:: Selected extract ::
The paper proposes NeuralMUSIC, a hybrid framework that integrates a neural network for spatial covariance matrix estimation into the classical Multiple Signal Classification (MUSIC) algorithm. The approach addresses key limitations of classical MUSIC (noise sensitivity, broadband processing) and pure deep learning methods (black-box nature, poor generalization). Key innovations include: 1) A neural encoder to predict the spatial covariance matrix, which is then used in the standard MUSIC eigen-decomposition pipeline. 2) A Frequency Attention Fusion (FAF) module to adaptively weight frequency bins for broadband DOA estimation. 3) A self-supervised Spatial Correlation Learning (SSCL) strategy using masked channel reconstruction to leverage unlabeled data. 4) An adaptive source-number prediction module. The methodology is well-grounded in signal processing theory and effectively bridges the gap between model-based and data-driven approaches. The integration of SSCL is a particularly strong design choice for robotic applications where labeled data is scarce.
The authors conduct extensive experiments on four datasets: GSC (simulated), AV16.3 (real-world speaker), SLoClas (acoustic events), and AFPILD (pedestrian footsteps). They compare against classical methods (MUSIC, NormMUSIC, Beamforming, TOPS, FRIDA) and deep learning baselines (CRNN, Transformer, DOANet, DeepDAE, DeepMusic, DA-Music). Results show consistent improvements in Mean Absolute Angular Error (MAAE) across all datasets and configurations (single-source, multi-source, unknown source number). Ablation studies validate the contributions of FAF and SSCL. Additional experiments on data efficiency, SNR robustness, and cross-domain generalization (cross-room, cross-array) further demonstrate the method's robustness. The evaluation is comprehensive and convincing.
The paper provides detailed descriptions of the network architecture, loss functions, and experimental settings (STFT parameters, optimizer, hyperparameters). The code is made available on GitHub. The use of standard datasets (GSC, AV16.3, SLoClas, AFPILD) facilitates reproduction. The description of the SSCL masking strategies and the hybrid pipeline is clear.
The method relies on a neural network to estimate the covariance matrix, which may still suffer from distribution shifts if the acoustic environment or array geometry differs significantly from the training data, although the paper shows some resilience. The performance on AFPILD, while best among baselines, is still relatively high in error (10.24 degrees), indicating challenges with footstep sounds. The cross-array generalization, while better than pure DL methods, is not perfect and degrades with large geometry mismatches. The paper acknowledges these in the limitations section.
This work contributes to the field of robot audition and spatial audio processing. By providing a robust, data-efficient, and interpretable solution for sound source localization, it enables more reliable autonomous robots in dynamic environments. The hybrid approach offers a template for integrating physical priors with deep learning in other signal processing tasks. The self-supervised learning strategy is broadly applicable to other domains with limited labeled data. NeuralMUSIC presents a robust hybrid framework for robot sound source localization by combining neural covariance estimation with classical subspace methods, achieving superior accuracy and generalization across diverse acoustic environments. The integration of self-supervised learning for spatial correlation and adaptive frequency fusion addresses critical challenges in low-SNR and broadband scenarios, offering a significant advancement in reliable robotic audition systems.

:: Exercise requirements ::
(a) Translate this sentence from the NeuralMUSIC review into Spanish: "The evaluation is comprehensive and convincing."
(b) Reproduce word for word the part of the NeuralMUSIC review between "The method relies" and "the limitations section.", inclusive.
(c) Using the NeuralMUSIC review, answer each of the following:
(i) On how many datasets do the authors run their experiments?
(ii) What error does the method reach on AFPILD?
(iii) Where is the code made available?

[Saved entries]
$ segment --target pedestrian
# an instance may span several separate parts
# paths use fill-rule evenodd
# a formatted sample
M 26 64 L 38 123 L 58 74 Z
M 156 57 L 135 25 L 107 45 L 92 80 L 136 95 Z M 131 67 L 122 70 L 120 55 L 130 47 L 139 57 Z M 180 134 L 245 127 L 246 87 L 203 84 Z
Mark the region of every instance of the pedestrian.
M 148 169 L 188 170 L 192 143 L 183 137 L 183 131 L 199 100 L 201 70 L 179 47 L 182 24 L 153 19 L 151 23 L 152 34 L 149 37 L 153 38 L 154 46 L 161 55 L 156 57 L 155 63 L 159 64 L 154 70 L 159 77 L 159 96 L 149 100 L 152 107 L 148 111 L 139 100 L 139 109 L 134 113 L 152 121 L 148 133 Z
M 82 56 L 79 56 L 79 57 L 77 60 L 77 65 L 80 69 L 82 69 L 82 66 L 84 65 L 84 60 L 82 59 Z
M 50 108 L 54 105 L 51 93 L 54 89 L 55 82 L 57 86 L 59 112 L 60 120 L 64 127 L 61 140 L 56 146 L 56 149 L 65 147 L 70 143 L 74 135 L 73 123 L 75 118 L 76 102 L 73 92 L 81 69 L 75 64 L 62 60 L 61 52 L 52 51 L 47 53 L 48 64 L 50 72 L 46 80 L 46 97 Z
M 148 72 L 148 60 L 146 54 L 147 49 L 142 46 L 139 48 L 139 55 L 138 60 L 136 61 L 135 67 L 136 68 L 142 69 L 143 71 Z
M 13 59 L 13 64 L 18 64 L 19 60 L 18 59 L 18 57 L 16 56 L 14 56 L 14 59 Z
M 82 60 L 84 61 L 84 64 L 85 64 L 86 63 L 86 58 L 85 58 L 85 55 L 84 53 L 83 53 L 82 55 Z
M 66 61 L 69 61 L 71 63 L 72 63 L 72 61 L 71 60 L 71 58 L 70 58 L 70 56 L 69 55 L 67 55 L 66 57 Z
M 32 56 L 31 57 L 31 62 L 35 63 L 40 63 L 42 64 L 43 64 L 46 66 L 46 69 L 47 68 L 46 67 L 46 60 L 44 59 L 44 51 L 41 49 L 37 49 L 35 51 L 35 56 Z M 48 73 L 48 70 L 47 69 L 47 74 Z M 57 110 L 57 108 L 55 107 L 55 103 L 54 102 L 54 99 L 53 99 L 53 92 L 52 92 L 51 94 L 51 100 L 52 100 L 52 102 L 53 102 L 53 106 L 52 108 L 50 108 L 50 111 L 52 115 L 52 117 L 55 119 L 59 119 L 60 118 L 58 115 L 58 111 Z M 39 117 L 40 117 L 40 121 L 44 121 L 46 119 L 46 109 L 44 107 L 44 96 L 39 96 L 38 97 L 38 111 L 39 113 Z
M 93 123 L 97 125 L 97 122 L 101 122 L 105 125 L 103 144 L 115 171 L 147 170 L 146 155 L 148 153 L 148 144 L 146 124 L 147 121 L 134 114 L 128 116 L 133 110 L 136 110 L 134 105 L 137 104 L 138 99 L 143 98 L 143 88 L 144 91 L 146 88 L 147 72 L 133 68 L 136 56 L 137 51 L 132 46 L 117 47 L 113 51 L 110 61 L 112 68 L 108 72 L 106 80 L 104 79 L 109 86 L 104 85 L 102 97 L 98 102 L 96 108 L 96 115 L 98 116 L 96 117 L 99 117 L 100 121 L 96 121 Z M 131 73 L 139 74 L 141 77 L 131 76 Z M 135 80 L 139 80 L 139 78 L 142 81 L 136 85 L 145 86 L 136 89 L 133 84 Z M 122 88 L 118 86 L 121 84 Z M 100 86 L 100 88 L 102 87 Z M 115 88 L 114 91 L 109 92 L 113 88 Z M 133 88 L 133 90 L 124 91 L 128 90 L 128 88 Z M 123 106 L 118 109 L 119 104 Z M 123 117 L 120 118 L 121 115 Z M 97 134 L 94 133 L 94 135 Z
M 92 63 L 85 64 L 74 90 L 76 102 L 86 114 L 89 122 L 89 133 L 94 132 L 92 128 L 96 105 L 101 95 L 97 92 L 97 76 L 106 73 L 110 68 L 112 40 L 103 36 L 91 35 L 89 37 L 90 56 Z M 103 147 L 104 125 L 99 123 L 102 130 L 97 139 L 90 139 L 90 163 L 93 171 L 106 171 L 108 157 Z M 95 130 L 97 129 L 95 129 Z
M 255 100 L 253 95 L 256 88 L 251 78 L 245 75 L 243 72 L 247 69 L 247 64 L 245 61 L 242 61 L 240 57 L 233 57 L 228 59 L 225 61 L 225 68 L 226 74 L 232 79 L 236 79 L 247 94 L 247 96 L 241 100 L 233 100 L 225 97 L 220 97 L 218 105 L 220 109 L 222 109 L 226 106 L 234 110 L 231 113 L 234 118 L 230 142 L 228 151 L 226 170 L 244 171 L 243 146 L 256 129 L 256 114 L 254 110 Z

:: Results of the tasks ::
(a) La evaluación es exhaustiva y convincente.

(b)
The method relies on a neural network to estimate the covariance matrix, which may still suffer from distribution shifts if the acoustic environment or array geometry differs significantly from the training data, although the paper shows some resilience. The performance on AFPILD, while best among baselines, is still relatively high in error (10.24 degrees), indicating challenges with footstep sounds. The cross-array generalization, while better than pure DL methods, is not perfect and degrades with large geometry mismatches. The paper acknowledges these in the limitations section.

(c)
(i) Four
(ii) 10.24 degrees
(iii) On GitHub